TASK PROMPT
From the entries that follow, copy each line in which "suit" appears.

(Dataset entries)
==============================
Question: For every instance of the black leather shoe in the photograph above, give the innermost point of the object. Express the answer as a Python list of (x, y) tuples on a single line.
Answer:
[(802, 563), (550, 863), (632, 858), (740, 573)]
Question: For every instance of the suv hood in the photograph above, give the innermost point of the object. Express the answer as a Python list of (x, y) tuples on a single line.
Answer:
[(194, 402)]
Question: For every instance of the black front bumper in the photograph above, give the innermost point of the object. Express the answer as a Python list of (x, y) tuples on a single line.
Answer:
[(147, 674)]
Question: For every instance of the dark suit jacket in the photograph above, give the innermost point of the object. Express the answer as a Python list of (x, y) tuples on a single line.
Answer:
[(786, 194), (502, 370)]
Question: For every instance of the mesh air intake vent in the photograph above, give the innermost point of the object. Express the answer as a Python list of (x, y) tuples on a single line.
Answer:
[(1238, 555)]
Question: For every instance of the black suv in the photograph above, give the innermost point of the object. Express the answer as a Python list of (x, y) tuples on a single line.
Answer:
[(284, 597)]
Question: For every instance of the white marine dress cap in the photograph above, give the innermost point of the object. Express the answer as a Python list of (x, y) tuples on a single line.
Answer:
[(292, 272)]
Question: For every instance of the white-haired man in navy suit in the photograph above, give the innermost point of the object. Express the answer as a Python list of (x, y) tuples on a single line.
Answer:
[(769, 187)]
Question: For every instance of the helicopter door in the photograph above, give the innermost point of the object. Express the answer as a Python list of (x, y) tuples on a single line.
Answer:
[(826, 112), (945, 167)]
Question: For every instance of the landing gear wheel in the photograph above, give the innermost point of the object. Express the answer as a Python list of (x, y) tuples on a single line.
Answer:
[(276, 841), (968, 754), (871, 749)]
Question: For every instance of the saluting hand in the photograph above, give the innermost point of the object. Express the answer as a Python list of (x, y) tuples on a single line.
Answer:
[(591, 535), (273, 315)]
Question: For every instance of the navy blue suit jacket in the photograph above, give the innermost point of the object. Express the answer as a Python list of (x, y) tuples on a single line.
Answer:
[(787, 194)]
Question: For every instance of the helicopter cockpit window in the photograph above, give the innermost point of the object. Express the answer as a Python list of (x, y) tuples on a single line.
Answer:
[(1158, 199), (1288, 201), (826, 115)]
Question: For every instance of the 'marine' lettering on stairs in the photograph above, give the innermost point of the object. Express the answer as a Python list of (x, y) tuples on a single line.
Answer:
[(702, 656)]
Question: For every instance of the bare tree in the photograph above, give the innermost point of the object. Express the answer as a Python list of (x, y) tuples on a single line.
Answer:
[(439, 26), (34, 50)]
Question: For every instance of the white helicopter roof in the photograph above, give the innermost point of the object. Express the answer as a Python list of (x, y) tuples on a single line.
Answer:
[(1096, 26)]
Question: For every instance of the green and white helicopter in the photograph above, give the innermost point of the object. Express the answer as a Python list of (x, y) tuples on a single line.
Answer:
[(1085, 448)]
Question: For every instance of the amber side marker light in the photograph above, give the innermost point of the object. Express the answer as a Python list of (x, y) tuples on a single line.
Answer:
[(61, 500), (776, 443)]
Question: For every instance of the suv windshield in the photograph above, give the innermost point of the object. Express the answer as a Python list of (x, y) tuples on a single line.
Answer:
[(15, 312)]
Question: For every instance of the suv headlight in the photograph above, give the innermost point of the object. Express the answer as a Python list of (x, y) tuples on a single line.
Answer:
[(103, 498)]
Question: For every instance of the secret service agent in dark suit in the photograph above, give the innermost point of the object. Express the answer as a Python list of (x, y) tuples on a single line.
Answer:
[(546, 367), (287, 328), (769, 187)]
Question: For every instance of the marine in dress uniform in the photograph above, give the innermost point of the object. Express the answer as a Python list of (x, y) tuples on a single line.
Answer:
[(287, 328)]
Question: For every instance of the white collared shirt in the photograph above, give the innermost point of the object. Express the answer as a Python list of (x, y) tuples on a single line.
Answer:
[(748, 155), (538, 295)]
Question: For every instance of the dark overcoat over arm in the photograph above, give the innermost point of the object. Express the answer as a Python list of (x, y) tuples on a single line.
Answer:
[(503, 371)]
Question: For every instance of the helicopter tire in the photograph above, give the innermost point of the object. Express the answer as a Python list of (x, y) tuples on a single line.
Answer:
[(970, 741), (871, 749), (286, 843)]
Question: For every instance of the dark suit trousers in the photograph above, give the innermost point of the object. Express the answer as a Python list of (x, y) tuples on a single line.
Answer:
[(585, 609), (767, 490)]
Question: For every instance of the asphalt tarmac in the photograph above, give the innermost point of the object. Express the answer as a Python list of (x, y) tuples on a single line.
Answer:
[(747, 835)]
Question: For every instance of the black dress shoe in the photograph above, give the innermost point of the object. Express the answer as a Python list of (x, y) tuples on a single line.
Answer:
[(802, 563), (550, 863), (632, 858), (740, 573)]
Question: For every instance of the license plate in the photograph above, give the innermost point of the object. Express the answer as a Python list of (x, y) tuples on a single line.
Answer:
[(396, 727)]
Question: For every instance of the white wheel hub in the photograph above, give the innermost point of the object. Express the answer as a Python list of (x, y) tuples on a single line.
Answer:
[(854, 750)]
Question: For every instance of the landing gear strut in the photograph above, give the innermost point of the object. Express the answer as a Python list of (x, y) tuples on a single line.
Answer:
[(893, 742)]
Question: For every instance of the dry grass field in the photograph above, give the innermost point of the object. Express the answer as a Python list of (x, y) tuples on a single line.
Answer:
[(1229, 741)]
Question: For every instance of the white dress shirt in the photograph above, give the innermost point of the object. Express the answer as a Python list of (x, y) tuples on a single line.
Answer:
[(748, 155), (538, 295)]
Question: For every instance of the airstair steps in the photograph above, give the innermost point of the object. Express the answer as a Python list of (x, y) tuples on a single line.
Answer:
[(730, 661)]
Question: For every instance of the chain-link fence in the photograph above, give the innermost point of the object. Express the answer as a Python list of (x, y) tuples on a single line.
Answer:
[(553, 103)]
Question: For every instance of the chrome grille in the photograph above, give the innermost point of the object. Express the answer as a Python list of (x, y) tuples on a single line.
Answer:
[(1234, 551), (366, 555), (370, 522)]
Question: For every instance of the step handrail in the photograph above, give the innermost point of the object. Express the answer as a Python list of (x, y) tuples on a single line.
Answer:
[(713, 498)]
==============================
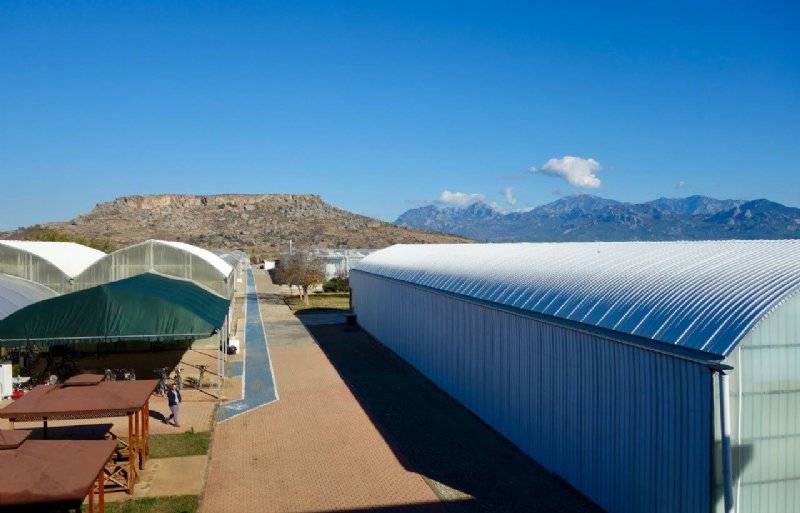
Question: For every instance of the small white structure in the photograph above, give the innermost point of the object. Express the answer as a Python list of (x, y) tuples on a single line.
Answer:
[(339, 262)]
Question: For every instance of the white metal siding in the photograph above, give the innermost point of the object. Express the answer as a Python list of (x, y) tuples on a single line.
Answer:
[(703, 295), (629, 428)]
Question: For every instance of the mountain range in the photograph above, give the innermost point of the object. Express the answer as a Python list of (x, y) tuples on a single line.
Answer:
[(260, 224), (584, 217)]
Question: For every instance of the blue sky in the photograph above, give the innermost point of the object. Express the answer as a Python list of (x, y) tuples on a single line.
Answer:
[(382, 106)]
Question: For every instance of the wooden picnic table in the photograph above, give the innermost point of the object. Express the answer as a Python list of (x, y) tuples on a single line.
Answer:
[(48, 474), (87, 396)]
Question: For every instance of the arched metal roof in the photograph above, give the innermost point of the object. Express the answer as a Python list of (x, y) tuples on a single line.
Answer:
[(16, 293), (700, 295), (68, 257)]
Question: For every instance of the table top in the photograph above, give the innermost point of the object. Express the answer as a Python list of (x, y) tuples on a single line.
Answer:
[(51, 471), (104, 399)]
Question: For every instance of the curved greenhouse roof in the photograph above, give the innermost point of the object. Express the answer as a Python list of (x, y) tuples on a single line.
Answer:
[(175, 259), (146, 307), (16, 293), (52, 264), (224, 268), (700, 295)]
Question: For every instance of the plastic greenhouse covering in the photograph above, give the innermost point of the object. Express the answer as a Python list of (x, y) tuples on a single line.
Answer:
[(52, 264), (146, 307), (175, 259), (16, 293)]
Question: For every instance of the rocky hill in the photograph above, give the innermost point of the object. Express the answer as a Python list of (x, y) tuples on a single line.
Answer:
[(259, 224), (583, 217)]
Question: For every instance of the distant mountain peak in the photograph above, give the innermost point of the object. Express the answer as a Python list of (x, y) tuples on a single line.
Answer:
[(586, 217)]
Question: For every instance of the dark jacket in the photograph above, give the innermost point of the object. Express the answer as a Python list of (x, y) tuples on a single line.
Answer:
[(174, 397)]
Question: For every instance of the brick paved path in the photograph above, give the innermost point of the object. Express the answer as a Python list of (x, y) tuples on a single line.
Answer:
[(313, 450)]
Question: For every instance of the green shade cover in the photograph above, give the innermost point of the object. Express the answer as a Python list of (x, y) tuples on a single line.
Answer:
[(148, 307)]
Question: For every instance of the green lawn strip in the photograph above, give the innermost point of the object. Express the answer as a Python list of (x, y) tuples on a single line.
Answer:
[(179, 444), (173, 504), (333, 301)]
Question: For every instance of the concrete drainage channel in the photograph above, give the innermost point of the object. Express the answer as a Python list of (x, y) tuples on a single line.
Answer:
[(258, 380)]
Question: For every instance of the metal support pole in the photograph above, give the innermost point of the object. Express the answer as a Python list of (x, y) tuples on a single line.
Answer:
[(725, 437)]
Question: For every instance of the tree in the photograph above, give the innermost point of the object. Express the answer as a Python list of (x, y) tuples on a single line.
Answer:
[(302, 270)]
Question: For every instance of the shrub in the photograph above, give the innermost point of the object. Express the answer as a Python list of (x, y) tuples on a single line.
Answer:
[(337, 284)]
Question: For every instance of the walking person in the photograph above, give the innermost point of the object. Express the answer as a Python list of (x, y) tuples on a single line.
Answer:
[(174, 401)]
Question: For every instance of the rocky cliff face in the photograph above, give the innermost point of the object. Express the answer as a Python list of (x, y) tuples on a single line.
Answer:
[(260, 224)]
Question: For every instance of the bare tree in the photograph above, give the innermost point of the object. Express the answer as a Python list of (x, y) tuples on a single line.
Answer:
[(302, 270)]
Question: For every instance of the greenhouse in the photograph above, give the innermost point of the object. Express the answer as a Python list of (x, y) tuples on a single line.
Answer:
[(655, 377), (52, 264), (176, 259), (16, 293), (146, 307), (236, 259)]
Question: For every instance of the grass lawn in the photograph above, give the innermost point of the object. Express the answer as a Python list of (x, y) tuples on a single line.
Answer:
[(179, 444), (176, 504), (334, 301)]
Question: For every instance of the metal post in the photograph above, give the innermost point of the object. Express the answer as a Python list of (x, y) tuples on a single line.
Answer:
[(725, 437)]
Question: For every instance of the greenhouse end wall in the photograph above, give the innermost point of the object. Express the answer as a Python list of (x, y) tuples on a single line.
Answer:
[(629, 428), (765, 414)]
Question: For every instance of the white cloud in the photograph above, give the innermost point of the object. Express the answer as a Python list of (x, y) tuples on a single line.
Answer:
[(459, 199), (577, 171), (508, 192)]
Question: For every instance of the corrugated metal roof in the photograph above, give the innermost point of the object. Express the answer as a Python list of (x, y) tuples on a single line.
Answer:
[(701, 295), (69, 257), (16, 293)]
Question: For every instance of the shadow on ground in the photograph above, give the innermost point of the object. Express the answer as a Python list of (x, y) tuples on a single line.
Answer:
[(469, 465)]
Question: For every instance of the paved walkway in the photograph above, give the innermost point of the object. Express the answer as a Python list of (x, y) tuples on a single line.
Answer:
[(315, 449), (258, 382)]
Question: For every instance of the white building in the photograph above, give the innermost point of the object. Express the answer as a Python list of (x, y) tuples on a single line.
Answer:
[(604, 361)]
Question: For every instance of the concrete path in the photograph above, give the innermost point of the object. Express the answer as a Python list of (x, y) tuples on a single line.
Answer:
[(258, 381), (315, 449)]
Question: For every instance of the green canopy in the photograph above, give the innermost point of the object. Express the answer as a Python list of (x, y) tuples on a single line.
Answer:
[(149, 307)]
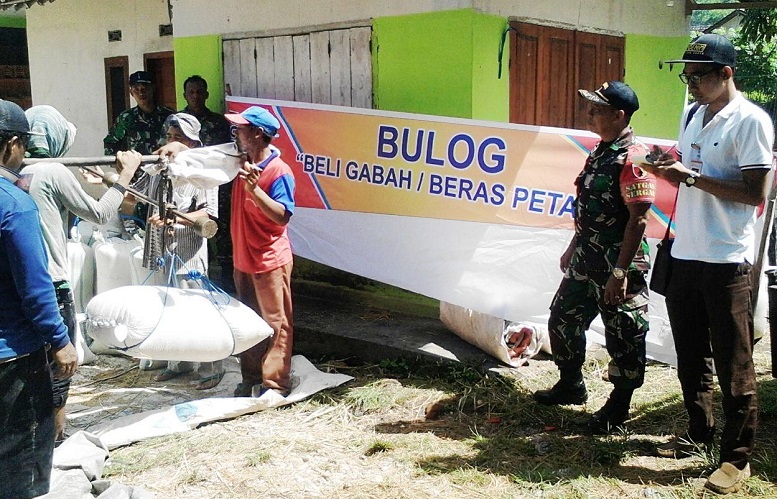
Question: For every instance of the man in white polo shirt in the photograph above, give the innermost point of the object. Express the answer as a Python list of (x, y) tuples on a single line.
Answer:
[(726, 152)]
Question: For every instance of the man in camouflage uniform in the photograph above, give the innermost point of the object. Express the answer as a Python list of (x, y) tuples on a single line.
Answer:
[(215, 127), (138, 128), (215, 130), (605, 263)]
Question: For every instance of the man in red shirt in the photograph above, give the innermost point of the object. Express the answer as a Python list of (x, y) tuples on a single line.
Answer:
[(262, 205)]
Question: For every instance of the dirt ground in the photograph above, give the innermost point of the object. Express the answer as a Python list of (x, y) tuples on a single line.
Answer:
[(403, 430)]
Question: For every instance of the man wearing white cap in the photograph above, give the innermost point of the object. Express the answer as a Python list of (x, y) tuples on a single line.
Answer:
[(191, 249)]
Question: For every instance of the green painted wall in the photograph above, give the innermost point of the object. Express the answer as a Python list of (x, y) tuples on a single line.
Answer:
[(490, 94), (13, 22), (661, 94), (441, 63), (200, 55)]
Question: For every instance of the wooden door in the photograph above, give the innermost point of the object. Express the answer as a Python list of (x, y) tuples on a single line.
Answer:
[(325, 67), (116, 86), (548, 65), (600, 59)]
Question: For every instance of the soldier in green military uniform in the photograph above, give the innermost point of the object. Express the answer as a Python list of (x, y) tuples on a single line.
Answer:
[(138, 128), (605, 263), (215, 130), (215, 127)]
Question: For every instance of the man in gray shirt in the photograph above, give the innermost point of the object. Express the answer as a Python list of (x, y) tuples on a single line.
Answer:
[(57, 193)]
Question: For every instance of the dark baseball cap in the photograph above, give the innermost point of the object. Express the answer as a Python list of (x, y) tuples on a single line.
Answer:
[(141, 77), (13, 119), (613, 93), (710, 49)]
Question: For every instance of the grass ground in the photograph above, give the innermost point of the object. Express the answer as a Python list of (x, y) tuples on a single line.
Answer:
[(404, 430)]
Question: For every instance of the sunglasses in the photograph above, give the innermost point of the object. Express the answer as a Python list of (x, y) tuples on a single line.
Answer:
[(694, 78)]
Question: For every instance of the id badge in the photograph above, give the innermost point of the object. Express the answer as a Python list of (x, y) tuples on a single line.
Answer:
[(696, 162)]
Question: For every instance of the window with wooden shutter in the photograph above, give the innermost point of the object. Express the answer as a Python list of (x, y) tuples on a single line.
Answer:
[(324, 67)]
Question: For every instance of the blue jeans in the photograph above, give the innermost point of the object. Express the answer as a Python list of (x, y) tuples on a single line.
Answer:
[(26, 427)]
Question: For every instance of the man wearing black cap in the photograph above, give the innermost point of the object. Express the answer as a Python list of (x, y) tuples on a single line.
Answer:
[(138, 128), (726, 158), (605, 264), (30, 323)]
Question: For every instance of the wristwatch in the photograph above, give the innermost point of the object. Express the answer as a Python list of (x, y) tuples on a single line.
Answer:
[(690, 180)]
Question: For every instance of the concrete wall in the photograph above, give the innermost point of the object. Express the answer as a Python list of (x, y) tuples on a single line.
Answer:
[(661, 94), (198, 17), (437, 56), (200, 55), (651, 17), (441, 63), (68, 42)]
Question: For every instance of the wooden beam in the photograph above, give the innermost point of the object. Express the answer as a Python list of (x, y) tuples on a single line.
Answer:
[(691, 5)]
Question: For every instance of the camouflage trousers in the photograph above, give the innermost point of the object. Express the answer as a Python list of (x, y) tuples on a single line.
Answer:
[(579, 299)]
==============================
TASK RESULT
Question: For every instance of the dark suit jacket in the photograph above, give the innermost point of the object. Express the answer as a Python list of (x, y) tuples on a single line.
Question: For every instance of the white-haired man in navy suit in the photograph above, give the innermost point of the object. Express the answer as a Python list of (x, y) tuples on a single line.
Question: For every instance of the navy blue suit jacket in the photograph above, give the innermost point of the object. Express the answer as a Python list of (x, y) tuples on a single line.
Question: For every instance of the secret service agent in dark suit in the photograph above, give the innermost point of the object. Express the answer as a Python list of (x, y) tuples on a single line.
Question: For every instance of the dark suit trousers in the photograph above, give the innermost point of the object. Express the answer as a Python list of (x, y) tuples on a single line.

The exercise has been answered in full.